Dataset records
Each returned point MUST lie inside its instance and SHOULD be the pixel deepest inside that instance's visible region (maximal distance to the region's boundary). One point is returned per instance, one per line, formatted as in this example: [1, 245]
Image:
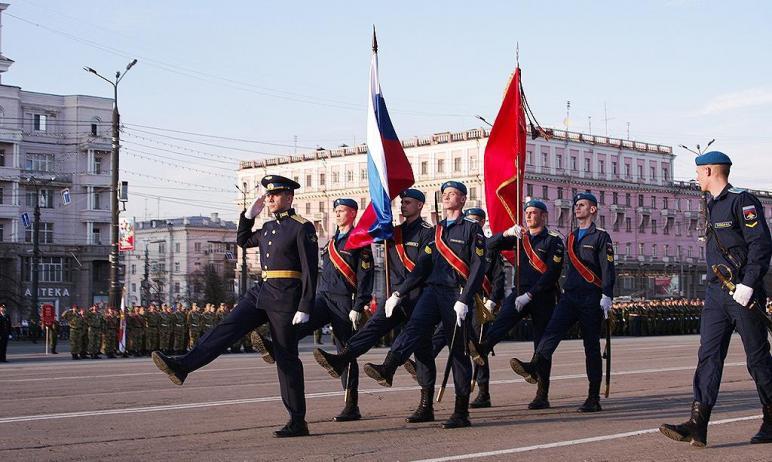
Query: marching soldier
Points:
[289, 257]
[74, 318]
[541, 262]
[587, 297]
[404, 248]
[456, 259]
[738, 243]
[345, 289]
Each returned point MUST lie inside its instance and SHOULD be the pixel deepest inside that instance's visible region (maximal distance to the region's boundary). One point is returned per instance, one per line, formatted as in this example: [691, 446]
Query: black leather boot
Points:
[265, 348]
[293, 429]
[483, 398]
[351, 409]
[334, 364]
[460, 416]
[171, 366]
[694, 430]
[383, 373]
[765, 432]
[425, 410]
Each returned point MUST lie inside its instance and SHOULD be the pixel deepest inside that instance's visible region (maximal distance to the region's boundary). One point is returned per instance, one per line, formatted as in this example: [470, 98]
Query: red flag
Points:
[505, 161]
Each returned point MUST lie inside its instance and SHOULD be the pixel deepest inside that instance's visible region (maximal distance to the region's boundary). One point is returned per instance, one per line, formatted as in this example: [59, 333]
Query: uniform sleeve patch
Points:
[749, 212]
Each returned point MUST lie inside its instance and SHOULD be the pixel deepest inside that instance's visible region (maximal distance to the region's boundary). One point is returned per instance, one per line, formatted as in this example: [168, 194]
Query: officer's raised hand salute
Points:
[739, 247]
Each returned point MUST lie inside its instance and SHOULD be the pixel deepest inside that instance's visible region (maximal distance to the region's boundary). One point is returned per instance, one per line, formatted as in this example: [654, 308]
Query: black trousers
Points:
[244, 318]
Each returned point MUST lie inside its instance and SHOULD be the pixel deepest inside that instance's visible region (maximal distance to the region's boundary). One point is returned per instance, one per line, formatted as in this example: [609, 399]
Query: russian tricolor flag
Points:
[388, 170]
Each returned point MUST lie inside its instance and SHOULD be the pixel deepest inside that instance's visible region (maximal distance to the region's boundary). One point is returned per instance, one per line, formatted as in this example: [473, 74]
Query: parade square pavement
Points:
[125, 409]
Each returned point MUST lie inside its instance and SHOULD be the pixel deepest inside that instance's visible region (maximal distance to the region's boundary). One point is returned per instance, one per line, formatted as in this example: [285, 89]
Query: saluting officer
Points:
[455, 260]
[345, 289]
[587, 298]
[737, 239]
[541, 262]
[404, 249]
[289, 258]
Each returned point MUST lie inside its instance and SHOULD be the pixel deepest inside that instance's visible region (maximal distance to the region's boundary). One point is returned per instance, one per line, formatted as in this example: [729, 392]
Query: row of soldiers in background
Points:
[174, 330]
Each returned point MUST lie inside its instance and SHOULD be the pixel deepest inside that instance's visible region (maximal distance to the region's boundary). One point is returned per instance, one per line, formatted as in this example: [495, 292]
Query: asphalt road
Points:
[125, 409]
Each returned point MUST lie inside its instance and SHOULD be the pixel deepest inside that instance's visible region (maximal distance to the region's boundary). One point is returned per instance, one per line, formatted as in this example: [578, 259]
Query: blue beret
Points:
[536, 203]
[413, 194]
[276, 183]
[475, 211]
[713, 158]
[453, 184]
[347, 202]
[587, 196]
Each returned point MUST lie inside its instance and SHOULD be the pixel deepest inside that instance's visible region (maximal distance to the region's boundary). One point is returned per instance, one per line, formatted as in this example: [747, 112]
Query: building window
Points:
[40, 122]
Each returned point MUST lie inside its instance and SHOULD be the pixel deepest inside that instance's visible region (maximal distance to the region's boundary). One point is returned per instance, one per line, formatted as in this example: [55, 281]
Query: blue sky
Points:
[678, 71]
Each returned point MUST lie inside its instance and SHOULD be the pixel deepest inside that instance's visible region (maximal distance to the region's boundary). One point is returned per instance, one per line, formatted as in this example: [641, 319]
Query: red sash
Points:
[399, 246]
[533, 257]
[585, 272]
[457, 263]
[340, 264]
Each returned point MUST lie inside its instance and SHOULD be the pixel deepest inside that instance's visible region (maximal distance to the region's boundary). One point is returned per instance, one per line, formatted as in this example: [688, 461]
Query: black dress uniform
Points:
[738, 239]
[444, 286]
[544, 290]
[580, 302]
[289, 257]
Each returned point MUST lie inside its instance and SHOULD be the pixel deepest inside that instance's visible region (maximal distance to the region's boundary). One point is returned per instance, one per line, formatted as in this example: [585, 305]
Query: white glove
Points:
[355, 316]
[515, 231]
[256, 207]
[742, 294]
[605, 305]
[300, 318]
[522, 300]
[391, 303]
[461, 311]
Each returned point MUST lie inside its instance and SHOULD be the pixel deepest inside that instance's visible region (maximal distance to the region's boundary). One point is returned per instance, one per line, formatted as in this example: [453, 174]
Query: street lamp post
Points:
[115, 285]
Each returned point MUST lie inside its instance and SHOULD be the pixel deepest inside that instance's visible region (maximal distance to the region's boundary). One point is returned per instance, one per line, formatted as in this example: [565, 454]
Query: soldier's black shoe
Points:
[483, 398]
[292, 429]
[383, 373]
[591, 404]
[425, 410]
[694, 430]
[335, 365]
[540, 402]
[460, 416]
[525, 370]
[411, 369]
[765, 432]
[170, 366]
[265, 348]
[350, 410]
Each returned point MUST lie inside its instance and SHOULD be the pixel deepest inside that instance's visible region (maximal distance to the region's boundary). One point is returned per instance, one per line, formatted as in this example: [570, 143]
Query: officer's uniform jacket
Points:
[737, 217]
[548, 247]
[286, 244]
[596, 251]
[464, 236]
[361, 263]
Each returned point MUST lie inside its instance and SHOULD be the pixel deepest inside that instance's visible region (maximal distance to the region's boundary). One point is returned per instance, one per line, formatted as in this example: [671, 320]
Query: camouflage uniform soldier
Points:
[194, 324]
[94, 323]
[76, 323]
[152, 324]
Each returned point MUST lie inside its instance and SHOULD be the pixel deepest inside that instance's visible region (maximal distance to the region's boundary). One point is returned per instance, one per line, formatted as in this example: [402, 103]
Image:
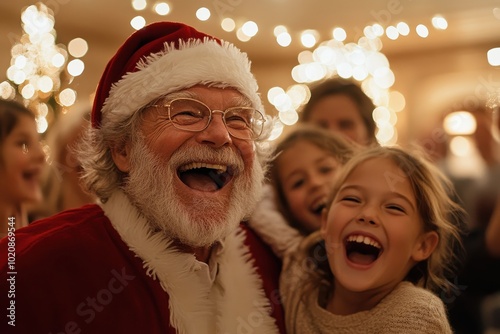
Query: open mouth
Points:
[362, 249]
[205, 176]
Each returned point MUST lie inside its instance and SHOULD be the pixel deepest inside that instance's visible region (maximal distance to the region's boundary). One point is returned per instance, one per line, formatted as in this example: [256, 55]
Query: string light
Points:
[361, 61]
[40, 68]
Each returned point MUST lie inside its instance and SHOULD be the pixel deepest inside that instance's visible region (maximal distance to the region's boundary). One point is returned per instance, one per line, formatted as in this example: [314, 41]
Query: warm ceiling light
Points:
[459, 123]
[78, 47]
[339, 34]
[439, 22]
[250, 28]
[494, 56]
[162, 8]
[309, 38]
[203, 14]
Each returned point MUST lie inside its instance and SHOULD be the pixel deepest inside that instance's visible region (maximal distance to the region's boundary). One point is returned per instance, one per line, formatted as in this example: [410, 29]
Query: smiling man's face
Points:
[196, 186]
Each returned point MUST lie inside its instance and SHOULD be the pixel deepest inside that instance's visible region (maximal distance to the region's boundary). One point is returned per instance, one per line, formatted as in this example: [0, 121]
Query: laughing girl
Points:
[21, 164]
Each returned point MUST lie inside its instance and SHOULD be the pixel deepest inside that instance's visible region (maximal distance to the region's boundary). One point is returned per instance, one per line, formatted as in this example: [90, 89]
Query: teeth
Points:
[219, 168]
[363, 239]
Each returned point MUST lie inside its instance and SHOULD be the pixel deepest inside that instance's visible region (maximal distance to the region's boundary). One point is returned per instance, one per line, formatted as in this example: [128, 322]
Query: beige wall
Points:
[432, 83]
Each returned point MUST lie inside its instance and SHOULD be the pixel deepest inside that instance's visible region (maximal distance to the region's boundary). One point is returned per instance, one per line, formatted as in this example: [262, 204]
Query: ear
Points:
[121, 156]
[426, 244]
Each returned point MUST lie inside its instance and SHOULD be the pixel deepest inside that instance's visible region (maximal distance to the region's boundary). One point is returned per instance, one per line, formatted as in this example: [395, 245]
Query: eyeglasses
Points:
[193, 115]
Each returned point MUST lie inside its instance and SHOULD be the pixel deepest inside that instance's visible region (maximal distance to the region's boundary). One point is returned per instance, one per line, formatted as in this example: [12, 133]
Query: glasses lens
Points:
[244, 123]
[189, 114]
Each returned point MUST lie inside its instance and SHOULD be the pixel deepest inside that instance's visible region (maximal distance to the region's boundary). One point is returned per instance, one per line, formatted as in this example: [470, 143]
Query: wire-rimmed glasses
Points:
[192, 115]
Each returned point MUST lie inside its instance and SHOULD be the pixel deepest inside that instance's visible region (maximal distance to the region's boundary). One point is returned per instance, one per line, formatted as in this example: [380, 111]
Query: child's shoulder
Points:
[415, 307]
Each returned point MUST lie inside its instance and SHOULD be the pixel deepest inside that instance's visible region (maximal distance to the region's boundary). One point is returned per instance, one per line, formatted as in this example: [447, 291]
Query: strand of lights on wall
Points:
[40, 68]
[361, 61]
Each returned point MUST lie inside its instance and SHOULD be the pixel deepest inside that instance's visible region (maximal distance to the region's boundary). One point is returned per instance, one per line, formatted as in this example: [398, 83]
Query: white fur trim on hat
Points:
[194, 62]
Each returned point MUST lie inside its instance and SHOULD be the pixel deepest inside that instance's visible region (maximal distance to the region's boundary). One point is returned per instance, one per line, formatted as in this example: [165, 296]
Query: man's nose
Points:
[216, 133]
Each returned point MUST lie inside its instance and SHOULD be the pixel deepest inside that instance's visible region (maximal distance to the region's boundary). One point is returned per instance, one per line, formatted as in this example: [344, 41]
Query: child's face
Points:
[373, 232]
[340, 114]
[306, 173]
[22, 163]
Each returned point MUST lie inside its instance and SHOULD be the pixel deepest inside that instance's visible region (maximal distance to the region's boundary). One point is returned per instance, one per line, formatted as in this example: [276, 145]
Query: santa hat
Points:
[165, 57]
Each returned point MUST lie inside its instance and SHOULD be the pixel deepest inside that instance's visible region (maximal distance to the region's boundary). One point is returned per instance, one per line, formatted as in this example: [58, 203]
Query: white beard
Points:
[197, 221]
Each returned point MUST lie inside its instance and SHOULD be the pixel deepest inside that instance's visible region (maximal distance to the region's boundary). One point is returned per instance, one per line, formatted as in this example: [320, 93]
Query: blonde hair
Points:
[333, 144]
[434, 195]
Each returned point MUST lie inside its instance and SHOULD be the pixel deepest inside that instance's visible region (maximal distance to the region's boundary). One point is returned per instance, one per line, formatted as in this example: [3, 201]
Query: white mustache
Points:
[221, 156]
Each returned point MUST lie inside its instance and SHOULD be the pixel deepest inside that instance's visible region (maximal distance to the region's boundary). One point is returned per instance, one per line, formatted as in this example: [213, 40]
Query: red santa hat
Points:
[165, 57]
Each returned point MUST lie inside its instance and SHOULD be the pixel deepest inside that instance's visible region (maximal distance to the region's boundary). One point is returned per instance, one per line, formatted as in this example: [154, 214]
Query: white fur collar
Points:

What is being asked: Give only a number, namely how many lines in the entries above hold the word "child".

Exercise response: 2